-------- Excerpt

In a few areas, however, a number of factors combined to push raider values to the foreground. Litigation was a major specialty of many small firms and solo practitioners. Some low-status fields—plaintiffs' personal injury suits, domestic relations cases, and criminal defense work—revolved around raider fortresses. The clients in such matters, men and women in acute personal crises, were apt to regard the lawyer (and he was apt to see himself) as a champion, a special friend in need. Ethnic lawyers, even when engaged in trader-like activities, tended to regard themselves, and to be perceived by establishment lawyers, as outsiders. Whether fighting for their clients, or struggling for their own economic survival, they often had to operate in strange or hostile territory. They were at home in a milieu where favors were an important currency—where clients were friends, and friends were clients.

To elite lawyers, the legal world outside the financial district looked like a hotbed of sharp practice, hustling, ambulance-chasing, and generally deplorable ethical standards. Legal ethicists Thomas and Mary Shaffer, however, have convincingly demonstrated that two quite different ethical systems were operating side-by-side in the profession: an “old WASP” or “gentlemen's” ethic among small-town and establishment lawyers, and an “old world” ethic among lawyers from communities formed by immigrants from Ireland, Italy, Poland, and Eastern Europe. The “old world” ethic stressed loyalty to the client, even at some cost to the legal system; the “old WASP” ethic emphasized fidelity to legal institutions and their improvement, even at the cost of sometimes having to say no to clients.

The Shaffers' old world and old WASP ethics correspond at many points with Jacobs' loyalty-based and honesty-based systems. What they add, however, are the dimensions of ethnicity and religion. The old WASP ethics were rooted in Protestant rectitude and a well-understood gentlemen's code. The ethics of old world Jews and Catholics reflected a worldview that placed clients ahead of institutions, and treated relationships as more important than rules. From the old world vantage point, the gentlemen's way often seemed harsh, flinty-hearted, even inhuman. To establishment lawyers, the immigrants' irreverence toward the law and its minions looked more like cynicism than a way of keeping the things of the world in their proper place. Human nature being what it is, ample support could be found in either camp for the most negative interpretations. Still, both ethical systems reflected a coherent vision of the virtuous life. And both contained the seeds of corruption. 

III

Ask any lawyer who complains about a supposed decline in the ethical tone of the legal profession to name the beast, and the answer is apt to be “commercialization.” If there is one dogma to which high-minded lawyers cling more tenaciously than any other, it is that the legal profession ought to be above the “morals of the marketplace.” It should give one pause, however, that Abraham Lincoln was quite comfortable with the idea that law is a business as well as a profession, and that his idea of virtue in a lawyer was not much different from common decency in any other occupation. The conceit that law is not a business, or only incidentally so, seems connected with the efforts of elite lawyers in the early years of this century to distance themselves from the buccaneer-founders of their own firms and from “hustling” immigrant lawyers, as well as to assert their independence from their own clients.

----------------

_Request A_
Answer these questions from the excerpt on legal ethics, one per line:
(i) Which two legal ethicists showed that two ethical systems operated side by side in the profession?
(ii) In what were the old WASP ethics rooted?
(iii) Who was quite comfortable with the idea that law is a business as well as a profession?
_Request B_
Reproduce a passage from the excerpt on legal ethics word for word. Begin at the words "To elite lawyers, the" and stop after "no to clients.".
_Request C_
In the excerpt on legal ethics, which places are named as the origins of the immigrants whose communities produced lawyers with an "old world" ethic? List them all.

-------- Dataset entries

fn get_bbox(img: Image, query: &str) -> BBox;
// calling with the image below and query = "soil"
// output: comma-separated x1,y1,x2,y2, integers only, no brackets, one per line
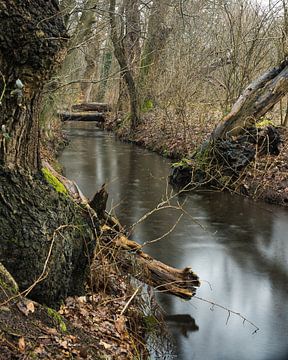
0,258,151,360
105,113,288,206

----------------
-------- Dataset entries

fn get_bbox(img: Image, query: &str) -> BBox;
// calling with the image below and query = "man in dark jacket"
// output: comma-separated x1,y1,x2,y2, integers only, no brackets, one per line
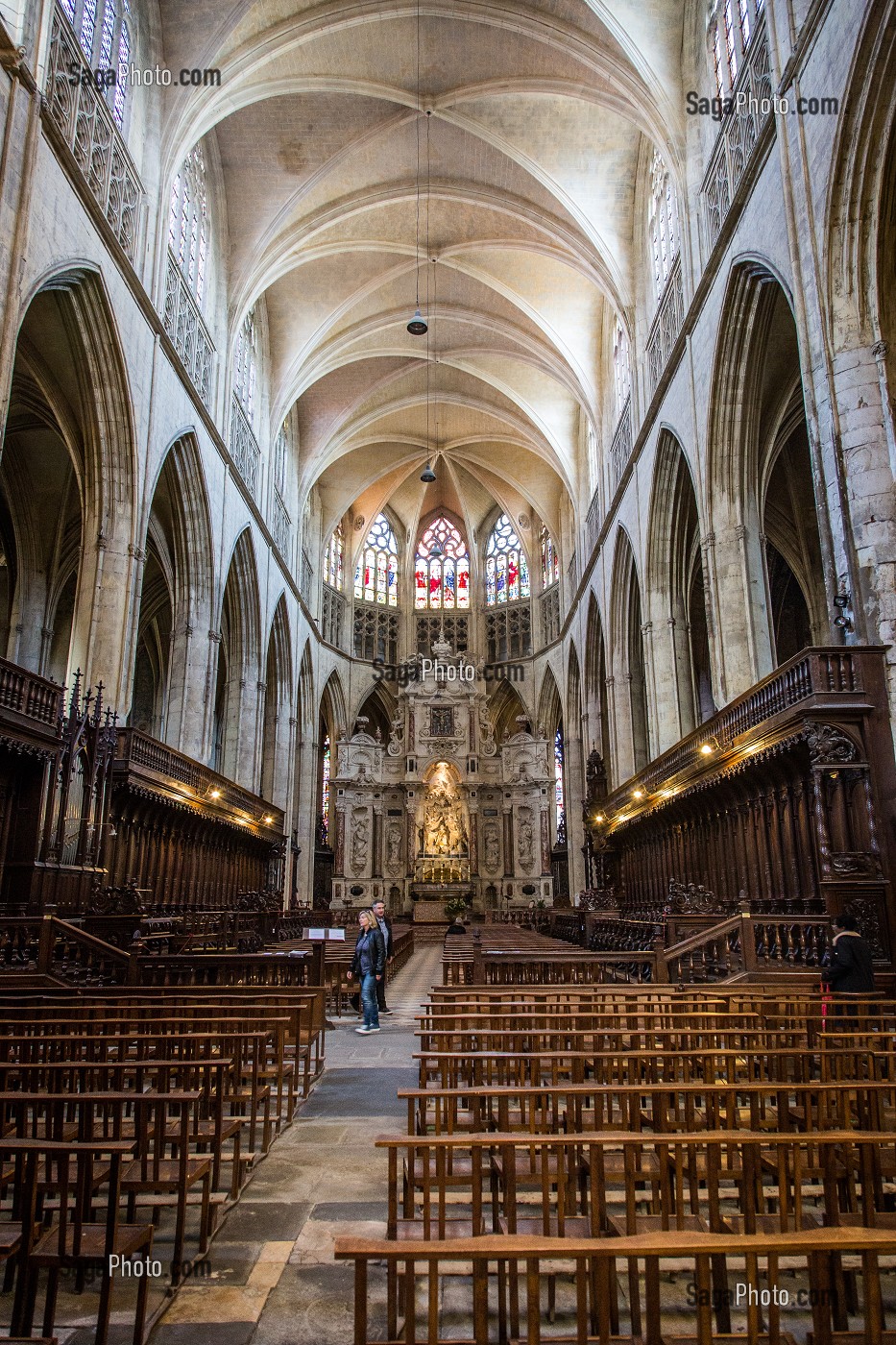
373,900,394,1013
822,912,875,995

----------------
-------- Dataset entries

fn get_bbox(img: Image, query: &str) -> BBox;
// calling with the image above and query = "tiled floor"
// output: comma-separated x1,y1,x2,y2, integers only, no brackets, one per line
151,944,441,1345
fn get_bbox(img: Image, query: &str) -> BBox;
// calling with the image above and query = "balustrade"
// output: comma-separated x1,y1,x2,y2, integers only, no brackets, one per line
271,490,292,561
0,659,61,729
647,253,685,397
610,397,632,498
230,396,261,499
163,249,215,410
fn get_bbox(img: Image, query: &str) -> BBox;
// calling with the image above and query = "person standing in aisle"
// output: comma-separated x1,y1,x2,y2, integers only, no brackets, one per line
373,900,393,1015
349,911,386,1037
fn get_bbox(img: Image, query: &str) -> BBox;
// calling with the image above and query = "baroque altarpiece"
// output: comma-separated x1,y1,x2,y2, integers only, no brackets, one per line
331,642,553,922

----------------

_Complete response A_
(i) Thomas and Mary Shaffer
(ii) Protestant rectitude and a well-understood gentlemen's code
(iii) Abraham Lincoln

_Complete response B_
To elite lawyers, the legal world outside the financial district looked like a hotbed of sharp practice, hustling, ambulance-chasing, and generally deplorable ethical standards. Legal ethicists Thomas and Mary Shaffer, however, have convincingly demonstrated that two quite different ethical systems were operating side-by-side in the profession: an “old WASP” or “gentlemen's” ethic among small-town and establishment lawyers, and an “old world” ethic among lawyers from communities formed by immigrants from Ireland, Italy, Poland, and Eastern Europe. The “old world” ethic stressed loyalty to the client, even at some cost to the legal system; the “old WASP” ethic emphasized fidelity to legal institutions and their improvement, even at the cost of sometimes having to say no to clients.

_Complete response C_
Ireland
Italy
Poland
Eastern Europe